Extrait du document –
Rose est au Japon car son père, Haru, qu’elle n’a jamais rencontré, vient de mourir et de lui laisser une lettre. Elle arrive à Kyōto pour voir ce qu’il y a dans son testament et ce séjour lui permet de découvrir qui était Haru, quelles sont les personnes qui l’entouraient, les lieux où il vivait... Elle n’a pas connu son père japonais car sa mère l’a quitté juste après sa naissance et avait demandé à Haru Ueno de ne jamais voir sa fille, demande qu’il a respectée. Sa mère et sa grand-mère sont mortes ainsi que ce père inconnu. Seule face à un grand vide, elle découvre l’environnement de l’histoire et de la sagesse japonaises.

Alternent de courts chapitres, sur l’histoire et les dynasties anciennes, qui présentent différentes façons de voir le monde, avec des chapitres sur le présent de Rose. Une phrase de chaque petit chapitre du passé sert de titre de chapitre pour la période actuelle sous forme d’une pensée qui nous permet de réfléchir sur le sens de la vie, ce que fait Rose en permanence dans cet univers qu’elle découvre : « J’ai attendu longtemps dans le dénuement, à présent la fleur de prunier est en moi. » La nature, les fleurs, les arbres, le vent, la pluie jouent un rôle essentiel, ce qui touche Rose qui est botaniste.

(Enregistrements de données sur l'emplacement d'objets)
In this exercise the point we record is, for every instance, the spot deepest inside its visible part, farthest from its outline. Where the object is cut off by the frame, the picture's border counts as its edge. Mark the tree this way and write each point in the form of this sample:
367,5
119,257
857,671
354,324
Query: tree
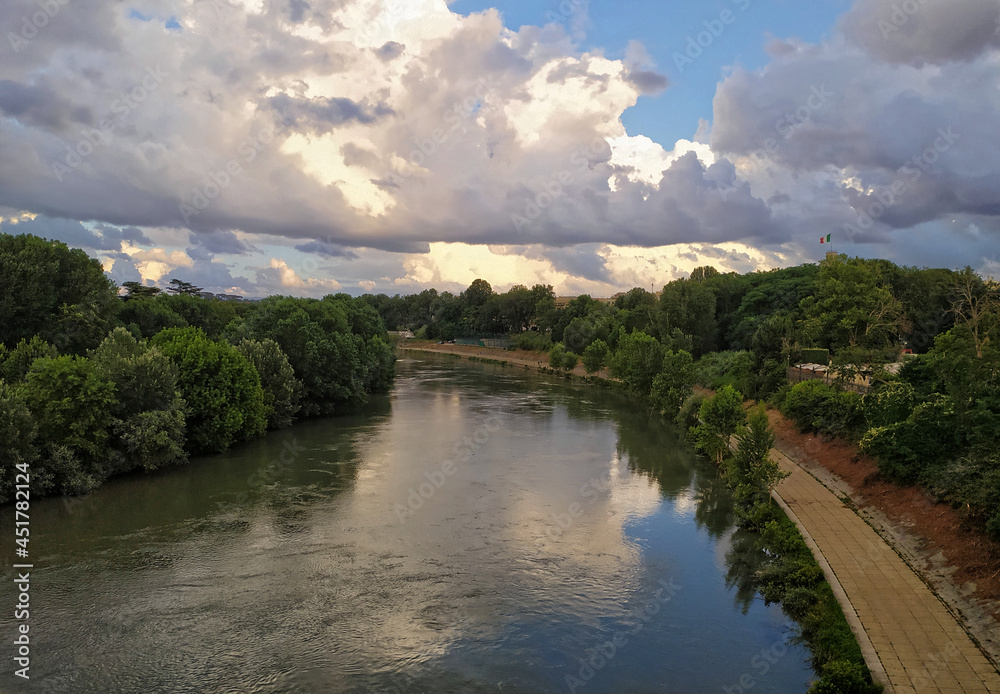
221,388
755,474
720,416
14,366
148,430
674,383
281,389
139,291
177,286
478,293
49,290
595,356
73,405
637,360
853,307
17,443
976,305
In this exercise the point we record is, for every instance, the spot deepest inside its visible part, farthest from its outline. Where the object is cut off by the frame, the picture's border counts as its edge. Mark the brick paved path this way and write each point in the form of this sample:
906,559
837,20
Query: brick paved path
912,643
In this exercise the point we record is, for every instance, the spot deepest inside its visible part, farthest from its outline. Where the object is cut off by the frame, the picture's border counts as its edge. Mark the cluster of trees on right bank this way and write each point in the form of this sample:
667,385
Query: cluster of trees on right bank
931,423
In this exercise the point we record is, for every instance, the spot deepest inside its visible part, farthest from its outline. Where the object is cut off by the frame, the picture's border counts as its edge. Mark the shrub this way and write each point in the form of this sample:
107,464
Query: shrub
805,401
637,360
17,442
687,417
889,403
16,363
672,385
149,425
534,341
906,450
73,405
570,361
221,388
595,356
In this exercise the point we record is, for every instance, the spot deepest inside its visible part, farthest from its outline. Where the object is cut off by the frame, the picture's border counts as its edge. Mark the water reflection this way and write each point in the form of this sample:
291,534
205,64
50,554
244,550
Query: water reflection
561,511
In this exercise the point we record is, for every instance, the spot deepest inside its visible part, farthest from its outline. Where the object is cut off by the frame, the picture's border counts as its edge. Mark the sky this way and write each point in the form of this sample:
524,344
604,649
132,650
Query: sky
306,147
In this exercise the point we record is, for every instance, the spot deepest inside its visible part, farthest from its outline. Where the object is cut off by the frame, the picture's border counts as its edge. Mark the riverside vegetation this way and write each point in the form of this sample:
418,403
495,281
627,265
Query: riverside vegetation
93,384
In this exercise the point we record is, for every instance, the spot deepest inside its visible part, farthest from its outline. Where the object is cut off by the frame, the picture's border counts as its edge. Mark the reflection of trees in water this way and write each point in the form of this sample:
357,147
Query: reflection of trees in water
744,560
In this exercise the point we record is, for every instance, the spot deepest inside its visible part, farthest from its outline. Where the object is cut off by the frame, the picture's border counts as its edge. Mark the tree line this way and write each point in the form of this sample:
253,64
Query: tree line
94,384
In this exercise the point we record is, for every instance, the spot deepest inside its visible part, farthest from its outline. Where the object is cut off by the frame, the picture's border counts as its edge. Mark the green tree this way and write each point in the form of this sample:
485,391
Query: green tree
720,416
139,291
73,405
180,287
221,388
17,443
595,356
754,473
15,365
637,361
674,384
853,307
148,430
47,289
281,389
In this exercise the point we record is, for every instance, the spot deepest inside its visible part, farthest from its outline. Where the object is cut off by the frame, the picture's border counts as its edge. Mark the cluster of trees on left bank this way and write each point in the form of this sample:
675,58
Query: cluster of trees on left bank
94,384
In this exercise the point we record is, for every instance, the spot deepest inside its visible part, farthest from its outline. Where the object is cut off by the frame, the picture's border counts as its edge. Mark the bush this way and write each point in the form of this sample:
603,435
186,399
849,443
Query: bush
805,401
889,403
570,361
717,369
17,442
534,341
687,417
595,356
15,364
672,385
907,450
637,360
221,388
720,416
844,677
149,419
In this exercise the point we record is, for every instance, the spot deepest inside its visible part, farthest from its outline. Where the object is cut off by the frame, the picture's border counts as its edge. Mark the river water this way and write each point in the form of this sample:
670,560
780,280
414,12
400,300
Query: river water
481,529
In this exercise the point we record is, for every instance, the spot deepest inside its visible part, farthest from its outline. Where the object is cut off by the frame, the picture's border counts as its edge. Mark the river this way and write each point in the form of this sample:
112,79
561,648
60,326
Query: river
480,529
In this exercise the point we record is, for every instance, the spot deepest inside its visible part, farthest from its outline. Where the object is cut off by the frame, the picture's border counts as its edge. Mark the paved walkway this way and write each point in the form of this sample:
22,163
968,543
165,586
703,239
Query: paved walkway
912,643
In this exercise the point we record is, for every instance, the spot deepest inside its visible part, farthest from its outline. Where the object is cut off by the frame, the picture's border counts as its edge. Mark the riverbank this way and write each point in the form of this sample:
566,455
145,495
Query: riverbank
950,559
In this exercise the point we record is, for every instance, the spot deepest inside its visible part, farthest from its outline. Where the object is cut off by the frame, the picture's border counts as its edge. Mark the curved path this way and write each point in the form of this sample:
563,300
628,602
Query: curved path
910,640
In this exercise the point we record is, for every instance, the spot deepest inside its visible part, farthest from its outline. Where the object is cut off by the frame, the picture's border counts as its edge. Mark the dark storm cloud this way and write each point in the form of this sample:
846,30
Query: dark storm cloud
223,242
921,31
648,82
330,250
40,105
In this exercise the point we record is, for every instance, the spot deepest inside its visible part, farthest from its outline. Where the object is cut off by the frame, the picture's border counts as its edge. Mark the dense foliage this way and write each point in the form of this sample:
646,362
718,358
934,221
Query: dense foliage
94,384
784,570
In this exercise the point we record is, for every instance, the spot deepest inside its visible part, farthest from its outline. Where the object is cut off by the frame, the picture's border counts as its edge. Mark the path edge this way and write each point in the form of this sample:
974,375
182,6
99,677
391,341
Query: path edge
864,643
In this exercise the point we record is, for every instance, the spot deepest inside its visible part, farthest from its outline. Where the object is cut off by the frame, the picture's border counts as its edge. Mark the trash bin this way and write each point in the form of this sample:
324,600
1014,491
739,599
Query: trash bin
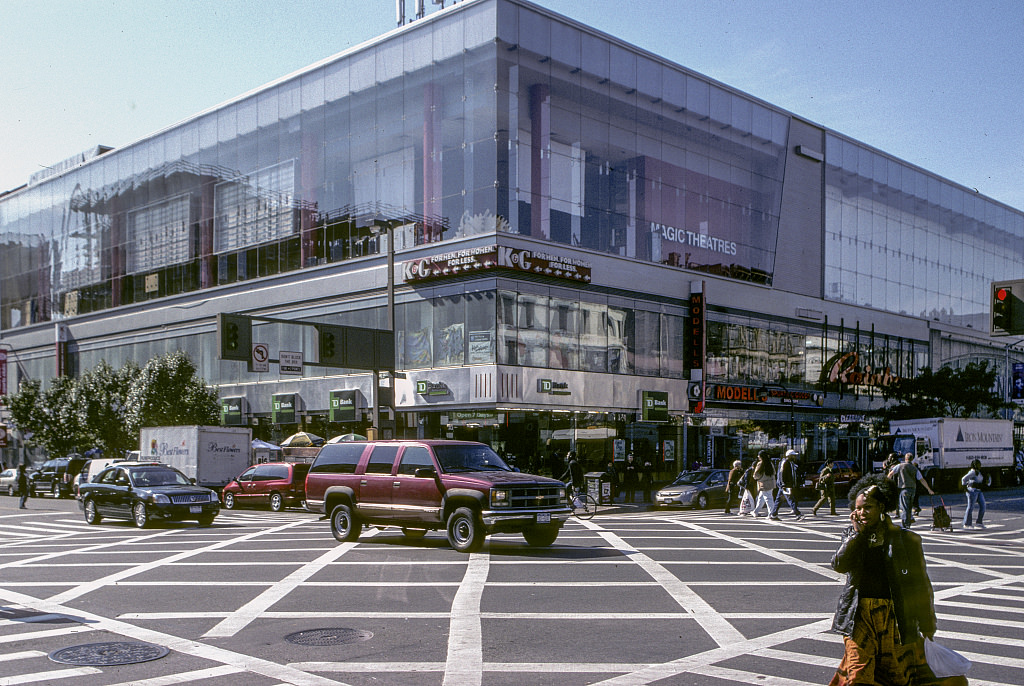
599,486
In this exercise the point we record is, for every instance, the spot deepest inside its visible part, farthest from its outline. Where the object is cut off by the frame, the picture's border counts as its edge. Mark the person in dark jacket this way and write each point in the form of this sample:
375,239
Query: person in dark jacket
732,485
612,475
23,485
573,473
887,604
631,476
826,486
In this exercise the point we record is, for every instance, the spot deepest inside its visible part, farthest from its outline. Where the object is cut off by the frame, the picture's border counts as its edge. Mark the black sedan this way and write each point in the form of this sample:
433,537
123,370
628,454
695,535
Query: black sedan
146,492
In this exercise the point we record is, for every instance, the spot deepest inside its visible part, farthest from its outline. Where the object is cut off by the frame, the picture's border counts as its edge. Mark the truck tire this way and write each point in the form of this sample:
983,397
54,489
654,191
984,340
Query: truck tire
344,525
276,502
541,537
465,530
91,516
140,515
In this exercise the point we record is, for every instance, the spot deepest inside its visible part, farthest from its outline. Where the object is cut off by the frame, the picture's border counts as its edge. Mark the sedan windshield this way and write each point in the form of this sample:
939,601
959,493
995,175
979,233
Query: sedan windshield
469,459
690,478
158,476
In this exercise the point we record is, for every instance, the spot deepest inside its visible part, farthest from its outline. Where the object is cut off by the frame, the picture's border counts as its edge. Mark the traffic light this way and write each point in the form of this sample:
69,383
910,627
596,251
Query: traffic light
235,335
1008,308
332,345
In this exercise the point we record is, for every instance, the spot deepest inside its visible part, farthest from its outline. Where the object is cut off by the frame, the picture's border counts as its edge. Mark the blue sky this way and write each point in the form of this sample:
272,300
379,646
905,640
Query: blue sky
935,82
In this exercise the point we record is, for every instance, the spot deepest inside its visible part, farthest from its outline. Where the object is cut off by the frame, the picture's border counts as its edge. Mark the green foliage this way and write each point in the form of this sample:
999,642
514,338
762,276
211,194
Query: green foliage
947,392
103,403
105,408
27,413
167,392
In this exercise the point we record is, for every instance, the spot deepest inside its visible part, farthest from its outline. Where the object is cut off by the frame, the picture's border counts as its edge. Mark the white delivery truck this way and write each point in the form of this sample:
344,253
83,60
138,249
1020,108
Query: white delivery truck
210,455
945,447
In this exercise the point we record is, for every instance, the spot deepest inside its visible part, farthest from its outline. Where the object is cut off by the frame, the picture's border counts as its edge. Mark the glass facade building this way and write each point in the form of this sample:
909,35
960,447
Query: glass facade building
497,125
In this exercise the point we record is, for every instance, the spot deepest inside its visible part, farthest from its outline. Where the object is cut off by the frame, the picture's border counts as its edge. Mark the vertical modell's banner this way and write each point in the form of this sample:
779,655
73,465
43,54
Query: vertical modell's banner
696,345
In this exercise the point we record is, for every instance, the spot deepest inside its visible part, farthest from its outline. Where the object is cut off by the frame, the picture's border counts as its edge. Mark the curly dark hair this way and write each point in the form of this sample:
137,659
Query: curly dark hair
882,488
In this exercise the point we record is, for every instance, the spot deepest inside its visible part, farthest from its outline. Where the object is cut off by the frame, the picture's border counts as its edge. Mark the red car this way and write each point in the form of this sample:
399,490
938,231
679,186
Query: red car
273,484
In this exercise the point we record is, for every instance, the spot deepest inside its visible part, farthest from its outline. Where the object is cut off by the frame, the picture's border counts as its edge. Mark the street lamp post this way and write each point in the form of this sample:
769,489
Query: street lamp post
763,391
380,228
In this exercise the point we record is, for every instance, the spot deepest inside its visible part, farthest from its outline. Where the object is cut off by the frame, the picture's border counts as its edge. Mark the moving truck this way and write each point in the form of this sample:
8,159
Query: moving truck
945,446
212,456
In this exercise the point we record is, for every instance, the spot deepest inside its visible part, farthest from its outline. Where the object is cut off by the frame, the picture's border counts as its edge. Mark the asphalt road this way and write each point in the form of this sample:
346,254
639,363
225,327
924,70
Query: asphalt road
632,597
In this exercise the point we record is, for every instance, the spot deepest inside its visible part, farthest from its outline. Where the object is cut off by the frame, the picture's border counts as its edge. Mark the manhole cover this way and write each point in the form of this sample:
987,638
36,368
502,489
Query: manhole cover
338,636
118,652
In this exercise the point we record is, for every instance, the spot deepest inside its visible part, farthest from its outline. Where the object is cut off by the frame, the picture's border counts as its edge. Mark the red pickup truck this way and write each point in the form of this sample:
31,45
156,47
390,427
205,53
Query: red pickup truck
463,487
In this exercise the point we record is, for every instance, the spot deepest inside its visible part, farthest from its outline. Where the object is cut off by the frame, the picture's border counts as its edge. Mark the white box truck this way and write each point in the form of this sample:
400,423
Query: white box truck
210,455
945,447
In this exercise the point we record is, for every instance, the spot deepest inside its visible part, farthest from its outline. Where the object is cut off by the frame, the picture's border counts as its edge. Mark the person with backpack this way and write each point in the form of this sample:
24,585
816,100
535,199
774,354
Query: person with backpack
764,474
826,486
732,484
906,475
787,477
748,490
973,481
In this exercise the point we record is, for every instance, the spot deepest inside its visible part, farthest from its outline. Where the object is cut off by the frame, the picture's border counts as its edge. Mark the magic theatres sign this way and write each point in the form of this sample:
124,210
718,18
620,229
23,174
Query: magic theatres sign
494,257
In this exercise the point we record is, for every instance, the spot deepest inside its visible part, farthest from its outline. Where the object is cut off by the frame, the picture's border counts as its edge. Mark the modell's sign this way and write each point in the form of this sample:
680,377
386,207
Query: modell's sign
492,257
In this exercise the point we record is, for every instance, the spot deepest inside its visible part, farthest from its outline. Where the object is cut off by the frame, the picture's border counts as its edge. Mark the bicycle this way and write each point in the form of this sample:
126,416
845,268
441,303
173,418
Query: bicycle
584,505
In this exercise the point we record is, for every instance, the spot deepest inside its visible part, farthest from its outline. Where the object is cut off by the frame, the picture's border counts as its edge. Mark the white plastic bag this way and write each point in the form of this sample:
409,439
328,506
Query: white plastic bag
945,661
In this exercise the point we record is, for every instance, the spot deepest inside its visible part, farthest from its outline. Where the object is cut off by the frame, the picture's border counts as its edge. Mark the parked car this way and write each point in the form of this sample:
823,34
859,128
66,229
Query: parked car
846,474
56,476
143,492
8,481
90,469
700,488
273,484
463,487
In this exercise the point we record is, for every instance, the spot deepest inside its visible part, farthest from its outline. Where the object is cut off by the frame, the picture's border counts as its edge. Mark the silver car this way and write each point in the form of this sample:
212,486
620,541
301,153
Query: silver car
8,481
700,488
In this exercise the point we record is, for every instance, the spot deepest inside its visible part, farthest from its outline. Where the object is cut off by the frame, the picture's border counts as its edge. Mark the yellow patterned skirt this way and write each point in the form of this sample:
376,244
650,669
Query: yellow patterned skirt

Consigne – Poursuivez, s'il vous plaît, le texte sur le séjour de Rose au Japon après sa dernière phrase. Ces entrées proviennent d'une autre source que le texte.

Résultat –
Peu après son arrivée, un homme se présente à elle.
« – Je m'appelle Paul, dit-il. J'étais l'assistant de votre père. Comme elle ne disait rien, il ajouta :
– Peut-être ne savez-vous pas qu'il était marchand d'art ?
Elle fit non de la tête.
– Marchand d'art contemporain.
[...]
– Vous étiez amis ? demanda-t-elle.
Il hésita.
– Il a été mon mentor mais à la fin, oui, on peut dire que nous étions amis. »

Paul accompagne Rose, ce qui crée un lien entre eux et, grâce à lui, elle découvre l’homme qu’était son père puisqu’il l’emmène visiter des temples et des jardins en suivant un parcours établi par Haru avant sa mort.

La complexité de Rose s’entremêle avec celle du Japon. Elle tente de donner sens aux vides et aux zones d’ombres comme elle le fait pour comprendre une peinture japonaise où le vide joue un rôle primordial.

« À l'époque des samouraïs, sur l'île de Sado, en mer du Japon, vivait un ermite qui, du matin au soir, regardait l'horizon. Il avait fait vœu de consacrer sa vie à cette contemplation, de s'y absorber tout entier, de connaître l'ivresse de n'être plus qu'une ligne entre la mer et le ciel. Cependant, comme il se plaçait toujours derrière un pin qui empêchait qu'il eût une vue dégagée, on lui en demandait la raison et il répondait : Parce que je ne crains rien tant que de réussir. »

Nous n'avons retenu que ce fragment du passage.